EXERCISE TASK: Can you write out every one of the items below word for word, leaving the pictures out of your answer?

EXTRACTED DATA:

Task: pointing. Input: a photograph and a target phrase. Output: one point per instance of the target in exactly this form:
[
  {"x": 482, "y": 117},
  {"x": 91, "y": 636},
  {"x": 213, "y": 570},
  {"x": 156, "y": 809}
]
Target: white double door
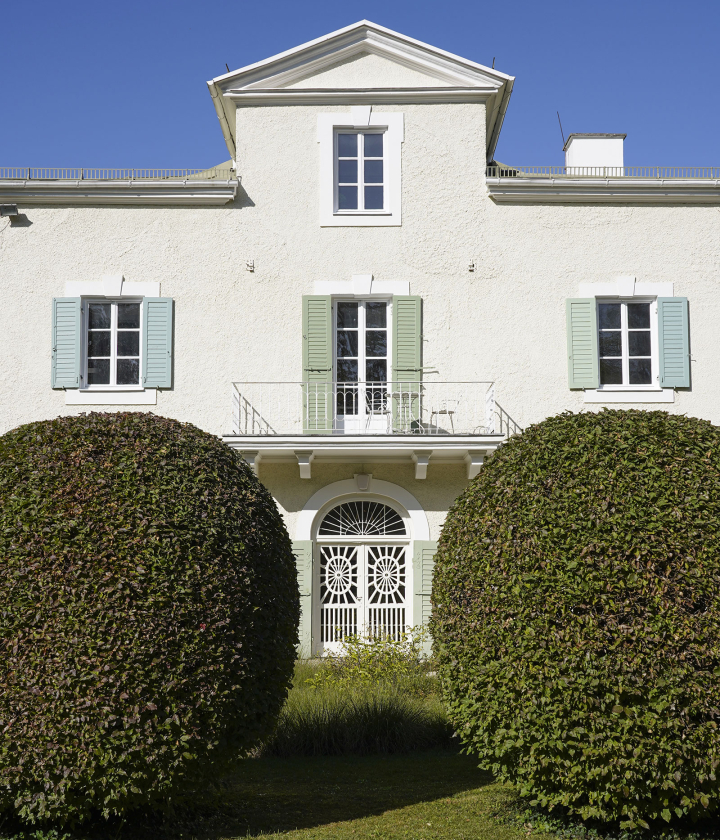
[{"x": 364, "y": 588}]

FULL RESPONSE:
Task: pointing. Input: a photograph and a target phrase. Output: one point per instance of the target in exactly this form:
[
  {"x": 482, "y": 117},
  {"x": 91, "y": 636},
  {"x": 213, "y": 570},
  {"x": 156, "y": 809}
]
Target: white double door
[{"x": 364, "y": 588}]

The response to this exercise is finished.